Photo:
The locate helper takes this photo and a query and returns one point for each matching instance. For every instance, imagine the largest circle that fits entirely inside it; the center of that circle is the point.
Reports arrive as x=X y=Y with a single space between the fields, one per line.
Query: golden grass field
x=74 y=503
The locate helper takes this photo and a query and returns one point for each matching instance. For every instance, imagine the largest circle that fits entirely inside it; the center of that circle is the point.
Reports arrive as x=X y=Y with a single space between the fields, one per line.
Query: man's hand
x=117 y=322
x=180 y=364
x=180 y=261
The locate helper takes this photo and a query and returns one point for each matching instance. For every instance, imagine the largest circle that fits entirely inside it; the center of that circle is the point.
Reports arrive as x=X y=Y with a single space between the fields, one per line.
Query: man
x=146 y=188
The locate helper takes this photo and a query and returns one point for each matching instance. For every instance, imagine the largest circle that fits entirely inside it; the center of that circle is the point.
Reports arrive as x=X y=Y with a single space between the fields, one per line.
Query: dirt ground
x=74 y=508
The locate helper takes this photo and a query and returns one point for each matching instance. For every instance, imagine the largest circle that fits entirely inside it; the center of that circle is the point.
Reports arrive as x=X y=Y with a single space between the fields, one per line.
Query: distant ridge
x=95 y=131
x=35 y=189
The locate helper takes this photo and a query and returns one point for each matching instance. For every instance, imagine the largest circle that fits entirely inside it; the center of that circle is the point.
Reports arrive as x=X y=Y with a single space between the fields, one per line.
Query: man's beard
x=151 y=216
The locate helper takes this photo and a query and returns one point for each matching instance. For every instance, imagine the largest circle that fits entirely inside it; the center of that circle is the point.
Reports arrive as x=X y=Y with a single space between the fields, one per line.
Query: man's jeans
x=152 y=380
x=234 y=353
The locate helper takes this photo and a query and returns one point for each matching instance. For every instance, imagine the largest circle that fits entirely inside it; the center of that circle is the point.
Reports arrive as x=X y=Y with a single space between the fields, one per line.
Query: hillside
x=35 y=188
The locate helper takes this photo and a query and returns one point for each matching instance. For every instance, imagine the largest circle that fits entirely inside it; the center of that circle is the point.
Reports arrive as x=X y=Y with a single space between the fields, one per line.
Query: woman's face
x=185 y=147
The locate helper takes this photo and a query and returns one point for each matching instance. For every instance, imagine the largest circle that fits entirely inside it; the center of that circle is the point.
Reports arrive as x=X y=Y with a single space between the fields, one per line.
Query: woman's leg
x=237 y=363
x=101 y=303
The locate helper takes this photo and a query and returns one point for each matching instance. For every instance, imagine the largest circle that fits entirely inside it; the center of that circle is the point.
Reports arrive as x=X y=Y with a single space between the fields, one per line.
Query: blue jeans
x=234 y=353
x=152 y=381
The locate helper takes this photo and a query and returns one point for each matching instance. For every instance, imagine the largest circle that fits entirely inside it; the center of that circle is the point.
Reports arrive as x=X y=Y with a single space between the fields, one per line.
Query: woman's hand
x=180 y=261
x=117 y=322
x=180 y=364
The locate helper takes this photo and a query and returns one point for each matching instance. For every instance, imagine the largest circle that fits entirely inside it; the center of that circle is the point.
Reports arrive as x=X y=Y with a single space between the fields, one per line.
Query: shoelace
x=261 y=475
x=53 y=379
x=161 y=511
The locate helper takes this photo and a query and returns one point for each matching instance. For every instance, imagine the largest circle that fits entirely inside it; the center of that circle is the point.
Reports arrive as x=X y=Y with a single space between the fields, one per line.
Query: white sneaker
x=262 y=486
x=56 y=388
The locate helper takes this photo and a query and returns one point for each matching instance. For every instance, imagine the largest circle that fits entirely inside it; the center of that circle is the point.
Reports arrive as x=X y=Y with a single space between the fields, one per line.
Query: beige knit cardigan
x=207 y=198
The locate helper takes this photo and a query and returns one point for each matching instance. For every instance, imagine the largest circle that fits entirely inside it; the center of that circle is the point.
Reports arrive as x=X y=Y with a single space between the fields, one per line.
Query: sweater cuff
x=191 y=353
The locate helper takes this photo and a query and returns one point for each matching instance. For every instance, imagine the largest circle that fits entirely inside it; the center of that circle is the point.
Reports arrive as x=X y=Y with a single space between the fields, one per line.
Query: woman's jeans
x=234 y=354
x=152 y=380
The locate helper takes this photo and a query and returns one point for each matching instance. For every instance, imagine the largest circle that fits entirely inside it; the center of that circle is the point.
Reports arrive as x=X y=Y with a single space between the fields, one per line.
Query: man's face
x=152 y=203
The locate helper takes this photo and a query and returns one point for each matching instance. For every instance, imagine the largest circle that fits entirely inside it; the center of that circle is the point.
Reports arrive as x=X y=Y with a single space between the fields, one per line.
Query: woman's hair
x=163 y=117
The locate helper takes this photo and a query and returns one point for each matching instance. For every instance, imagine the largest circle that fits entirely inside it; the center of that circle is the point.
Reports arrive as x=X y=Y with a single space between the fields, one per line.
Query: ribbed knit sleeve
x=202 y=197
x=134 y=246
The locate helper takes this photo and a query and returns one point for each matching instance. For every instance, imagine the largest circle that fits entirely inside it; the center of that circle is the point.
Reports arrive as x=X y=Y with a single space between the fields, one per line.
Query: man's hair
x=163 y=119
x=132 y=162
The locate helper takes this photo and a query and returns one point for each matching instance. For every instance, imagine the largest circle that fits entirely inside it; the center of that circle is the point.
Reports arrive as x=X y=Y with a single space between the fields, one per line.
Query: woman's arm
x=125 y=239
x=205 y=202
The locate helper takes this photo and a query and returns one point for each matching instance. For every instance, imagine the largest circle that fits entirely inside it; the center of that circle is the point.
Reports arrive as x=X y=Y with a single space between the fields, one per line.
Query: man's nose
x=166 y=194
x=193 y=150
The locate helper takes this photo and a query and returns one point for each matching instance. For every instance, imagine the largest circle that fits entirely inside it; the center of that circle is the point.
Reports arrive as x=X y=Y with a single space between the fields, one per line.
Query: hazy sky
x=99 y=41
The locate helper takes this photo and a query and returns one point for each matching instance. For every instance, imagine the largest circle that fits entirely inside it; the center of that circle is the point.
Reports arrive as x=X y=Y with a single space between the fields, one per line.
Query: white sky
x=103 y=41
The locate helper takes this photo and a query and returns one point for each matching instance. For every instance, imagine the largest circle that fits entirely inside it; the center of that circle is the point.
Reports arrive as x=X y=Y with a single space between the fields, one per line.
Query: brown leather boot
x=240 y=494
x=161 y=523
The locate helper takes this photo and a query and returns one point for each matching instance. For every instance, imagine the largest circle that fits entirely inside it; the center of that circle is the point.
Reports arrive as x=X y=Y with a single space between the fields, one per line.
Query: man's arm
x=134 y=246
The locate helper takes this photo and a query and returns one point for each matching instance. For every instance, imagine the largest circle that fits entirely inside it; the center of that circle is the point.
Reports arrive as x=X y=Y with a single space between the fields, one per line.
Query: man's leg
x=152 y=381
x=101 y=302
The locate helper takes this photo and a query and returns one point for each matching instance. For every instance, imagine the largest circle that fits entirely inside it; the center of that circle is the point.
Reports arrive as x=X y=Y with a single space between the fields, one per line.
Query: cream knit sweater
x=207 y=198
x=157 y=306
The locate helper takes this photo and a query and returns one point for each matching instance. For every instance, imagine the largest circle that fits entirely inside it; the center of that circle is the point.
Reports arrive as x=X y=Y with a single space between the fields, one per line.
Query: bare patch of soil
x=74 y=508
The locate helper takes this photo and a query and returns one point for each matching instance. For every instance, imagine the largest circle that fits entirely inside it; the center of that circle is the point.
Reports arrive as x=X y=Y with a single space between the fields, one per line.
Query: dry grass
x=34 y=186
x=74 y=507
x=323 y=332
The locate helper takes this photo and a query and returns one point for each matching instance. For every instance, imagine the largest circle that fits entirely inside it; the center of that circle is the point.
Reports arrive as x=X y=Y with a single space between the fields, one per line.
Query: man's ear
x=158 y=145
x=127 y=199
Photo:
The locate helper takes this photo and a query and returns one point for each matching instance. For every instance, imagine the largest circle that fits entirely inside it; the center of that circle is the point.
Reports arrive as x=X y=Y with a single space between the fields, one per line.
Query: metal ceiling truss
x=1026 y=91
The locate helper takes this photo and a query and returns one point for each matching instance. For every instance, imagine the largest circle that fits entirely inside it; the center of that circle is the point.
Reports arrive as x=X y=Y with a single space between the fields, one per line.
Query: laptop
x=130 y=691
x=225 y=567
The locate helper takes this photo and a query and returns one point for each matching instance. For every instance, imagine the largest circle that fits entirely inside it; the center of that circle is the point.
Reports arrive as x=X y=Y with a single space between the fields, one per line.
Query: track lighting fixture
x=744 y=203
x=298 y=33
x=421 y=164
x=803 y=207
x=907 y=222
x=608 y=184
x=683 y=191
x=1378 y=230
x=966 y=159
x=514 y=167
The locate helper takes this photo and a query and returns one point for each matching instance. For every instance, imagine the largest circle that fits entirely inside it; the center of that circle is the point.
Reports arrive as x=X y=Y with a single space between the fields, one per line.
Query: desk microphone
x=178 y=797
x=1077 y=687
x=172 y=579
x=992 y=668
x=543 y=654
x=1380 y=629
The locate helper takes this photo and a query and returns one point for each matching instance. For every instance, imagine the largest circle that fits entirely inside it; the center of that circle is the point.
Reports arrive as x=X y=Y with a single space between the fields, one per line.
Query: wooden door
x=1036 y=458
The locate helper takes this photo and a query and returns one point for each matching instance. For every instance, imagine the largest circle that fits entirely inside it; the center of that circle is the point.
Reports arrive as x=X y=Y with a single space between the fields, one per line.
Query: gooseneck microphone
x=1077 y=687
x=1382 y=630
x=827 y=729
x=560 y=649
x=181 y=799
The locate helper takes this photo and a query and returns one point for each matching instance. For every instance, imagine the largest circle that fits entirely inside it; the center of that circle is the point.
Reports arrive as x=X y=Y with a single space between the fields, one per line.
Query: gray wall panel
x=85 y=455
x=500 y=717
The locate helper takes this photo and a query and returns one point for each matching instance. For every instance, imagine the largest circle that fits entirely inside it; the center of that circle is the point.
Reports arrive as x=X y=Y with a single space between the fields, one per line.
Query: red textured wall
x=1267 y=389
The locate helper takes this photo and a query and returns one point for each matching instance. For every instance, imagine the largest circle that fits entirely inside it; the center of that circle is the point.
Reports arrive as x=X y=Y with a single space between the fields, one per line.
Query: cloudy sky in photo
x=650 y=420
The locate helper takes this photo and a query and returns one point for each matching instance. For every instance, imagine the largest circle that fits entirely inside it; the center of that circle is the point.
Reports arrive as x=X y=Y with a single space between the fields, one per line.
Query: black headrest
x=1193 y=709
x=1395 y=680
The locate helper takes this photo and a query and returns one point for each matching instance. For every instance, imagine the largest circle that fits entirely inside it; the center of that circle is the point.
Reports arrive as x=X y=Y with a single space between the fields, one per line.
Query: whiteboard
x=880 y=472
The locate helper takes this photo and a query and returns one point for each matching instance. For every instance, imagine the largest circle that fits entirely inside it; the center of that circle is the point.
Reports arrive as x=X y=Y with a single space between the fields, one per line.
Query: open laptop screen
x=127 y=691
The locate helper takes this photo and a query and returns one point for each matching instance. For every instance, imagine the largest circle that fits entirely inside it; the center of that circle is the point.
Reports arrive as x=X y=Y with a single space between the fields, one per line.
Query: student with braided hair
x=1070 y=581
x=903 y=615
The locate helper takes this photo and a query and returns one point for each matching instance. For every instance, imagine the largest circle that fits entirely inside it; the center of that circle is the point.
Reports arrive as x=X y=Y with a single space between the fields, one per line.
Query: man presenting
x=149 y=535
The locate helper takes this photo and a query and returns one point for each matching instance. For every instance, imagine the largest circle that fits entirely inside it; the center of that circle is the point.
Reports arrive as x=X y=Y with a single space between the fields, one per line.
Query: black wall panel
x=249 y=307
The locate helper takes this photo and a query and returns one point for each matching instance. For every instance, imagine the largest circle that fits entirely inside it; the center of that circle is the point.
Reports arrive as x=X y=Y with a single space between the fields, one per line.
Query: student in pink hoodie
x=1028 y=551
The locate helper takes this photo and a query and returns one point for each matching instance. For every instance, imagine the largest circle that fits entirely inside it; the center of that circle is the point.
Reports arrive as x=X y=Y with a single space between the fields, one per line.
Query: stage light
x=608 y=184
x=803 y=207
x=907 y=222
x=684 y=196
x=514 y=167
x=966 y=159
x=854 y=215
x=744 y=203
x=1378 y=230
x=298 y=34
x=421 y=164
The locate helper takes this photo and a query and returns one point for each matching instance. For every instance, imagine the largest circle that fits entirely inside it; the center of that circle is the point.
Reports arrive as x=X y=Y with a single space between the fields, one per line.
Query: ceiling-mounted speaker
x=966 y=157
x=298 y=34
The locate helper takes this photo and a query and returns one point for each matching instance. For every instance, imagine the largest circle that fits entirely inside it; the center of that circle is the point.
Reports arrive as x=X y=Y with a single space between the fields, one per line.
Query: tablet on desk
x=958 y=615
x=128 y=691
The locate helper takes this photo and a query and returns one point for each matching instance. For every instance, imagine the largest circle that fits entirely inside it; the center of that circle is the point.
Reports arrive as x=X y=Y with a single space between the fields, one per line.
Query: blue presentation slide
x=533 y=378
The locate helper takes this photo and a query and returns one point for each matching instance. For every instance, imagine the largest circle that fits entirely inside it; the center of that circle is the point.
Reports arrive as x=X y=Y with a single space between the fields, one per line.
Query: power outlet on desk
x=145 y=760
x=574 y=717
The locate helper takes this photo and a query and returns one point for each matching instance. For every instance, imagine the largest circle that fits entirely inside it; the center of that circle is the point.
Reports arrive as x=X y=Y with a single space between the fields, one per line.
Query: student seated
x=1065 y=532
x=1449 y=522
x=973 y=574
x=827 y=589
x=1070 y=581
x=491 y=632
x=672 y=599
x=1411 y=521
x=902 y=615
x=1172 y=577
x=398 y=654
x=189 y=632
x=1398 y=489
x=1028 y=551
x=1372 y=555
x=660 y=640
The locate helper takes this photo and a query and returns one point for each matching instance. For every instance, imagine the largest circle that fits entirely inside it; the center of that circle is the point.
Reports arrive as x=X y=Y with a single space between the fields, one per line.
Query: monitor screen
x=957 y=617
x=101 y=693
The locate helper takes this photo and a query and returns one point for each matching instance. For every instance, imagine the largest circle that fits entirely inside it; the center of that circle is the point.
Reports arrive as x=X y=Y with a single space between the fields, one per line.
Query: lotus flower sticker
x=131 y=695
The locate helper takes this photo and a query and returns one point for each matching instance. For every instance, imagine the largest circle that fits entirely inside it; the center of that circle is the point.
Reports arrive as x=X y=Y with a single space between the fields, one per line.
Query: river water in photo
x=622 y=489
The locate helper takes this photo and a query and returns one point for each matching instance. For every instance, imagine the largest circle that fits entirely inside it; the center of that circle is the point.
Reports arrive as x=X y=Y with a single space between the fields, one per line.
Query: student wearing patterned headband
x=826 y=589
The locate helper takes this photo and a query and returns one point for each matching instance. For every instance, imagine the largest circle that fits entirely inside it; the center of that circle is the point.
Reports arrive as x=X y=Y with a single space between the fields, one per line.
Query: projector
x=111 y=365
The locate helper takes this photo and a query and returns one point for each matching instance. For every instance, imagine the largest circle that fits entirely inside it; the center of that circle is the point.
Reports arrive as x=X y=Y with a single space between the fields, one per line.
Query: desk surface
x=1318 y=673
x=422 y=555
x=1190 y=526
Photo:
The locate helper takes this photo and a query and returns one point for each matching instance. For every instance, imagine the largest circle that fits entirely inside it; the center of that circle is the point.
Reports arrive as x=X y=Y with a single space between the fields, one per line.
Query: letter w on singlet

----

> [ASSIGNED TASK]: Would you give again, word for word, every line from the one with "Query: desk surface" through the final line of the listing above?

> [ANSWER TO THE EXERCISE]:
Query: desk surface
x=1318 y=673
x=422 y=555
x=1190 y=526
Photo:
The locate helper takes this photo and a query and returns one point for each matching instance. For every instance, imagine the largest circle that fits entirely inside it; the center of that circle is the point.
Reports arrive as x=X y=Y with a single space between the fields, one per line.
Query: letter w on singlet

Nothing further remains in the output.